### WHAT TO PRODUCE
Using the entries below, transcribe exactly the line containing "form x=149, y=142." and each line that follows it to the end.

Data records
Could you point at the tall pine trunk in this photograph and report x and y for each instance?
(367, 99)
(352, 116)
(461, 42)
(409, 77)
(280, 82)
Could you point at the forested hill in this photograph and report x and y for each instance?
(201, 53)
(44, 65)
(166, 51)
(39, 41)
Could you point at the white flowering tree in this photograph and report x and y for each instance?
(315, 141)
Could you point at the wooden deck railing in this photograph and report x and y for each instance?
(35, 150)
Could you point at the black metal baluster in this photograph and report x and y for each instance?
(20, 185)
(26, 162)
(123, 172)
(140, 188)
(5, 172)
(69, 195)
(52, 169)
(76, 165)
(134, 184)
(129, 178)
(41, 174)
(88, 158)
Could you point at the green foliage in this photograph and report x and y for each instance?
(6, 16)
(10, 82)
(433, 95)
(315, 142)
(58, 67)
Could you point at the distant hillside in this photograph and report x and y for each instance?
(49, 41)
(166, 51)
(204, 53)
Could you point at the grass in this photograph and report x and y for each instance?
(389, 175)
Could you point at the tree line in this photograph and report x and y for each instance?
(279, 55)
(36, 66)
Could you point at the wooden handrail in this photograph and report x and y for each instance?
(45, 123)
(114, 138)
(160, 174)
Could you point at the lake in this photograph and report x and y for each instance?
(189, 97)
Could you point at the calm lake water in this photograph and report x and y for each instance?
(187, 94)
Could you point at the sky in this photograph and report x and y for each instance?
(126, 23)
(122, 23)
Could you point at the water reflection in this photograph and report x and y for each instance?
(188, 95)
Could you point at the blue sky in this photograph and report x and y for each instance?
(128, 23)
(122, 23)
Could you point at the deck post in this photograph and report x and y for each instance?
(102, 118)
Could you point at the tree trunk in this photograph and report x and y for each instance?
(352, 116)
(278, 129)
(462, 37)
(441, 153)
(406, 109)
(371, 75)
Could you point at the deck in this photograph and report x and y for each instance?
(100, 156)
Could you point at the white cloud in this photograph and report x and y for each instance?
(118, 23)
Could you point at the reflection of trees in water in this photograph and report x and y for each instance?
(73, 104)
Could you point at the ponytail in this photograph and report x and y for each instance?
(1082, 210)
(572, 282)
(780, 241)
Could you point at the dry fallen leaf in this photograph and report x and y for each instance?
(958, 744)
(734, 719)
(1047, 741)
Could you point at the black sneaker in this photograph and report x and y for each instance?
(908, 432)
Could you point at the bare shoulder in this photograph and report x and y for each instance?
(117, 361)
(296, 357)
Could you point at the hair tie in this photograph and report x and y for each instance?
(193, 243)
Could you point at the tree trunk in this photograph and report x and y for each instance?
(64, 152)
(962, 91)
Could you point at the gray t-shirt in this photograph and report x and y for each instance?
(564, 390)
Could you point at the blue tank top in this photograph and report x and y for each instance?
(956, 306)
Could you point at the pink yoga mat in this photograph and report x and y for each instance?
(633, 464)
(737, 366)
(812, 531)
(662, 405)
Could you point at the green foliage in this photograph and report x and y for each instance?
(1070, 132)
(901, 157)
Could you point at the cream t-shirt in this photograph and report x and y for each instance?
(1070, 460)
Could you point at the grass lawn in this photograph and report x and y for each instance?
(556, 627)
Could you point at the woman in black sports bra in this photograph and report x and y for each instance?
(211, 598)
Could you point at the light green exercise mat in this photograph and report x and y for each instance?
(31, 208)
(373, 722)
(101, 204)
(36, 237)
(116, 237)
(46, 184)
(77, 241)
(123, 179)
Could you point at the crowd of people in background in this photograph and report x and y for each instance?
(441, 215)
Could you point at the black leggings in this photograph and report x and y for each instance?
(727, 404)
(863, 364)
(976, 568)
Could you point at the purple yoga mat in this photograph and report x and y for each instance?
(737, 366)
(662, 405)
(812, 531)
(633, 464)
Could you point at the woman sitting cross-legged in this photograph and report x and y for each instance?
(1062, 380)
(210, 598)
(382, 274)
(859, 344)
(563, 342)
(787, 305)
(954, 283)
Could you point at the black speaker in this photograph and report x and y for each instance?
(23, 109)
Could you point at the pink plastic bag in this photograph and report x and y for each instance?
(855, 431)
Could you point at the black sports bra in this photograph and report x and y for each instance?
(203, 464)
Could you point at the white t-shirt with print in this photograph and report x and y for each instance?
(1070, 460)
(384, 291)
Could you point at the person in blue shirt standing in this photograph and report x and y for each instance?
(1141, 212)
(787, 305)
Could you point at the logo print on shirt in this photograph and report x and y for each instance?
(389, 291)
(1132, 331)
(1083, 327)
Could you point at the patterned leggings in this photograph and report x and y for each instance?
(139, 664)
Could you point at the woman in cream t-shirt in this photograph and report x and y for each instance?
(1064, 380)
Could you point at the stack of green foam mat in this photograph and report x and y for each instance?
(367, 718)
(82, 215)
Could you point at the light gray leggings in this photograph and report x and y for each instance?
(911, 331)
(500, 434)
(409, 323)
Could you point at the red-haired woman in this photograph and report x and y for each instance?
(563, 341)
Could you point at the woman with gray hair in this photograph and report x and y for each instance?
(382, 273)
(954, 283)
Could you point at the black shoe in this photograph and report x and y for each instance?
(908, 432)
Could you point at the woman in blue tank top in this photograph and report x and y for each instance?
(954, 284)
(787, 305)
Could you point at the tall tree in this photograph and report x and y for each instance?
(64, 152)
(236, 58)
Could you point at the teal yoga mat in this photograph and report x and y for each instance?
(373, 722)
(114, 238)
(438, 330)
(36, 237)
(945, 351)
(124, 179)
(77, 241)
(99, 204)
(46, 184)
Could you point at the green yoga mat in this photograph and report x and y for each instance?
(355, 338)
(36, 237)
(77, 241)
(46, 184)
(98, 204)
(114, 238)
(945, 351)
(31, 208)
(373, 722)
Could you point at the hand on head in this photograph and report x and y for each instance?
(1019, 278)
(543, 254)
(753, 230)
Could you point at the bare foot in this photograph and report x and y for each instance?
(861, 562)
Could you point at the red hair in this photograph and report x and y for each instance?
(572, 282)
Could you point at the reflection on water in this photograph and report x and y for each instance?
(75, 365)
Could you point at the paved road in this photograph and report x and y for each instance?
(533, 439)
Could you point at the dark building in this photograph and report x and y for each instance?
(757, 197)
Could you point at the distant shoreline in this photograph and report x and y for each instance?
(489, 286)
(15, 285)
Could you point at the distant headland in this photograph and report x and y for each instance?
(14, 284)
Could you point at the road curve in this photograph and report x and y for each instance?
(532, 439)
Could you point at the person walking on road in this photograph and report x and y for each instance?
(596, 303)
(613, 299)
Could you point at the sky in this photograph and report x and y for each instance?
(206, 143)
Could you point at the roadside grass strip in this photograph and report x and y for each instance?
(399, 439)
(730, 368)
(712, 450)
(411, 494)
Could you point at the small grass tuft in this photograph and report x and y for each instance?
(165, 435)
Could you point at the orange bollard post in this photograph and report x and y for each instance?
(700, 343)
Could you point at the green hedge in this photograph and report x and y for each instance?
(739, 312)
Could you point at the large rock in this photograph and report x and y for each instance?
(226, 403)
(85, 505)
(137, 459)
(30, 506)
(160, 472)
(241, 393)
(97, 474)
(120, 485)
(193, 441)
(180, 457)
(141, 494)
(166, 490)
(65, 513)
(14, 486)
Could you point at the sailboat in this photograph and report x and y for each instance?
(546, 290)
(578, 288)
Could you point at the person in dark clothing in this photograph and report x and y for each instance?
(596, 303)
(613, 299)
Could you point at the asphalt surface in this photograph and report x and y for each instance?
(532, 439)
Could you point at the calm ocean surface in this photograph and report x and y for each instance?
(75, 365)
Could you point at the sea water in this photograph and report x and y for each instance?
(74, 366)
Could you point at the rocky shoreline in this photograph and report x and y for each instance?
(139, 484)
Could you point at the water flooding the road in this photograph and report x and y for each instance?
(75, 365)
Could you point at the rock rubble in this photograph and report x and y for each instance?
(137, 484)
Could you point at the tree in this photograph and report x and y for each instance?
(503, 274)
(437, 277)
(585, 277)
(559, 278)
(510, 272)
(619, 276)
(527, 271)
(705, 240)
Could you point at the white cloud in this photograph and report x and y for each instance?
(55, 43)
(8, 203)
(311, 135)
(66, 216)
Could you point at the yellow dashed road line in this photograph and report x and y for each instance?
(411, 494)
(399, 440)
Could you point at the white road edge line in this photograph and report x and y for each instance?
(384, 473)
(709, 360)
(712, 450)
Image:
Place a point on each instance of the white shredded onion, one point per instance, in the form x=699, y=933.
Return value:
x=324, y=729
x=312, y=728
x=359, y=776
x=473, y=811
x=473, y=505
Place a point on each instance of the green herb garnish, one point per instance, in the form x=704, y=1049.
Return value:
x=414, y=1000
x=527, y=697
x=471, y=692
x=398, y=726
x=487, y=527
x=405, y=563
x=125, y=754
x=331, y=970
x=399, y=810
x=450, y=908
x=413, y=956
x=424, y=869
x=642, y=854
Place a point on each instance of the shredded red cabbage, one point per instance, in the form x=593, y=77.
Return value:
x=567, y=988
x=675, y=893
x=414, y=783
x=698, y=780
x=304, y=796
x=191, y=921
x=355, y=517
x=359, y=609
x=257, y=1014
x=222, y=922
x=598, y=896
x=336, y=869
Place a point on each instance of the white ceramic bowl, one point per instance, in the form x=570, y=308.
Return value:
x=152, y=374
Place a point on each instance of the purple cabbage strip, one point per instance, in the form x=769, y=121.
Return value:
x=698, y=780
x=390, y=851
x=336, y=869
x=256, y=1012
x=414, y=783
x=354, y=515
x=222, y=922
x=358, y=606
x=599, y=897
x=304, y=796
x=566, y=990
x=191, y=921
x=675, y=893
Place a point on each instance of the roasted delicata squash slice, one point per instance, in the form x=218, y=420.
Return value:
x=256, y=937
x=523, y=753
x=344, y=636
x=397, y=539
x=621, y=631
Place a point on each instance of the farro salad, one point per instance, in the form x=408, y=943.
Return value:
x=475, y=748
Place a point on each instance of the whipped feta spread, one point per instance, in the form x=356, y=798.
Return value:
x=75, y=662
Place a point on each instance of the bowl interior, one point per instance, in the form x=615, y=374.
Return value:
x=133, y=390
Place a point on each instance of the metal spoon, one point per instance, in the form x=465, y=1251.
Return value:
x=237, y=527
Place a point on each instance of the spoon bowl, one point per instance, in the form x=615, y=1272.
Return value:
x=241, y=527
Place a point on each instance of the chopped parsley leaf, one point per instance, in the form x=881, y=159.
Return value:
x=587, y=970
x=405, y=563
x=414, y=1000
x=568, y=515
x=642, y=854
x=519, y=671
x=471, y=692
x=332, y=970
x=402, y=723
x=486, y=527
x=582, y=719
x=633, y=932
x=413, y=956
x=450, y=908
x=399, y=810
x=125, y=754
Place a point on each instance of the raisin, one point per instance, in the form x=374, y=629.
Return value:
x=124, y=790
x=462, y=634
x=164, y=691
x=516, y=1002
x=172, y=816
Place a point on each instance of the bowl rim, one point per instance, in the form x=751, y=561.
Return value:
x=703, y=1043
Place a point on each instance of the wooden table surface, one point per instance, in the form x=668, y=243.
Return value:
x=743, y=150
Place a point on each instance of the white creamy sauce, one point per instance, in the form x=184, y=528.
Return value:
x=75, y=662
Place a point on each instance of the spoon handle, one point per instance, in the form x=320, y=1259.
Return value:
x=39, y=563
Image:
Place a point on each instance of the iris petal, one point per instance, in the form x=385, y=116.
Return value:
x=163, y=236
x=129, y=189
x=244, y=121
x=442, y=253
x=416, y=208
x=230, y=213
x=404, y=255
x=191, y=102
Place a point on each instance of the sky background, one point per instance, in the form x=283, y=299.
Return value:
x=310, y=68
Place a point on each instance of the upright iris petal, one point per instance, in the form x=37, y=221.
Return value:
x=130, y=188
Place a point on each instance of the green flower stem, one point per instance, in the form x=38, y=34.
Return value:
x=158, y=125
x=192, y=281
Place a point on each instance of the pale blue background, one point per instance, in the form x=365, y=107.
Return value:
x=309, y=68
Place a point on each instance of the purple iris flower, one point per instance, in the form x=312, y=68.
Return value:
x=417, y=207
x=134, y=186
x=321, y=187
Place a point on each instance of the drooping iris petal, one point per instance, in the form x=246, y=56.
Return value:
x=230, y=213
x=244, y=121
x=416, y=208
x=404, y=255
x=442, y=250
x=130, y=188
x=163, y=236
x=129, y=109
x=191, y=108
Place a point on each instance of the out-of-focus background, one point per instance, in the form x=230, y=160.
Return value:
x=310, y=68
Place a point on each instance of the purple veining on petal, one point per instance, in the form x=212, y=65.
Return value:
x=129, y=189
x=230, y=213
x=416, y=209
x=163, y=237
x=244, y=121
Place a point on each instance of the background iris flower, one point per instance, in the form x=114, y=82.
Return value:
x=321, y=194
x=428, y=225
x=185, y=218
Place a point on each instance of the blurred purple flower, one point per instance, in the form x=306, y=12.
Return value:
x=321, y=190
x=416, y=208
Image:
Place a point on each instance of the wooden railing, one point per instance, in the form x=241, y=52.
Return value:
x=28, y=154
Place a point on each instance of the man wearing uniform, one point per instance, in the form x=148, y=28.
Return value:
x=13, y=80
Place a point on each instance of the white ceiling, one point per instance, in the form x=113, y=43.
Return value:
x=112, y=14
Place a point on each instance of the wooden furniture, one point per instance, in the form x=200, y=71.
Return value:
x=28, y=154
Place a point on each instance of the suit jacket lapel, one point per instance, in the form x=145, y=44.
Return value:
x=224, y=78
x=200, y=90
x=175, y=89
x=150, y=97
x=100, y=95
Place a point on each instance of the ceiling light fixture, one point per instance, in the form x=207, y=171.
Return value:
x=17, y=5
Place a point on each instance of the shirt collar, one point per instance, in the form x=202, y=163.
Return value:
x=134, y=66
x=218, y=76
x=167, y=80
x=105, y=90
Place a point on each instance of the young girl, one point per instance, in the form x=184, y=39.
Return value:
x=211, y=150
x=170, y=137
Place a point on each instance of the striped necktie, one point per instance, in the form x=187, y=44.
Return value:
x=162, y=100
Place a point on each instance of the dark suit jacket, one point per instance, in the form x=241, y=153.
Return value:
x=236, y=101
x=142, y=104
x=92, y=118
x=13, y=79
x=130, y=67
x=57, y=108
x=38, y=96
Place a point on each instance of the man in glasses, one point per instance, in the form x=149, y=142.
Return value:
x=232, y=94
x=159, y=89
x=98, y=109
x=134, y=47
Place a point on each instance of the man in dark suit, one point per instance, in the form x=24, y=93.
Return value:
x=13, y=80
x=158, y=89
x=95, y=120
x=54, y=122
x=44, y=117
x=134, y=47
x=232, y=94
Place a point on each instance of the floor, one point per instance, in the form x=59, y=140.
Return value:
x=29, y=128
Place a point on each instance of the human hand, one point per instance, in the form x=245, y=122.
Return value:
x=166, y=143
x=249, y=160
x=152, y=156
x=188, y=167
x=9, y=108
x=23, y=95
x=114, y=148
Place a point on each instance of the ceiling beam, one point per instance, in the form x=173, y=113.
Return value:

### THE ANSWER
Place a point on each instance of the man in glasses, one point per instance, in the form x=149, y=142.
Return value:
x=232, y=94
x=159, y=89
x=98, y=109
x=134, y=47
Place a point on each instance of the man in dark suit, one point per instance, in the form x=24, y=93.
Return value:
x=13, y=80
x=158, y=89
x=95, y=120
x=54, y=122
x=44, y=117
x=134, y=47
x=232, y=94
Place a point on each instance of the floor, one point per instance, in the form x=59, y=140.
Return value:
x=29, y=128
Place a point on each instance of the human hand, one point per instance, in the form x=245, y=122.
Return value:
x=166, y=143
x=249, y=160
x=152, y=156
x=188, y=167
x=9, y=108
x=23, y=95
x=114, y=148
Place a point on each instance of the ceiling beam, one point per instance, in the form x=173, y=113.
Return value:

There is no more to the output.